Stored records:

----

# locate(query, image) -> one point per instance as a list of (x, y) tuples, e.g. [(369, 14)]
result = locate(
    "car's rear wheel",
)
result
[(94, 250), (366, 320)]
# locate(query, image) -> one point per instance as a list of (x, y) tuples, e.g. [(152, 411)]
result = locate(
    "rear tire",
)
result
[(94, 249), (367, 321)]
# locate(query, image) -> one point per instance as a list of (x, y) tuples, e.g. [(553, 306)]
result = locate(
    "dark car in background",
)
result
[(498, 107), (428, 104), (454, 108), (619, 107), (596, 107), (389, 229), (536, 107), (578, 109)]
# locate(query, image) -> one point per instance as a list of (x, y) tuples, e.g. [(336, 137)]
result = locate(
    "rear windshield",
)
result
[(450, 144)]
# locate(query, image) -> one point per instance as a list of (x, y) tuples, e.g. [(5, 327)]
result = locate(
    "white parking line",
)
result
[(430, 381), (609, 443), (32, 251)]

----

## DESCRIPTION OF THE TASK
Print each record word for word.

## WRITTEN RESPONSE
# locate(query, image) -> one point per instance as a list of (x, y) tuples, e.g. [(369, 14)]
result = locate(
    "car's rear wheel",
)
result
[(94, 250), (366, 320)]
# locate(query, image) -> one point per instance as a list of (x, y) tuples, e.g. [(152, 411)]
result = locate(
    "rear tire",
)
result
[(94, 249), (367, 321)]
# locate(query, image) -> one point per instance as a list of (x, y) tuples, e.g. [(553, 306)]
result = locate(
    "dark car in background",
)
result
[(498, 107), (428, 104), (454, 108), (619, 107), (596, 107), (389, 229), (536, 107), (578, 109)]
# locate(query, image) -> one point per instance as a list of (x, y) tuples, e.g. [(336, 137)]
result = locate(
    "rear windshield",
)
result
[(450, 144)]
# locate(query, image) -> one point per instance as a list of (x, y) tuples, e.g. [(5, 327)]
result = locate(
    "white parking line",
)
result
[(430, 381), (609, 443), (32, 251)]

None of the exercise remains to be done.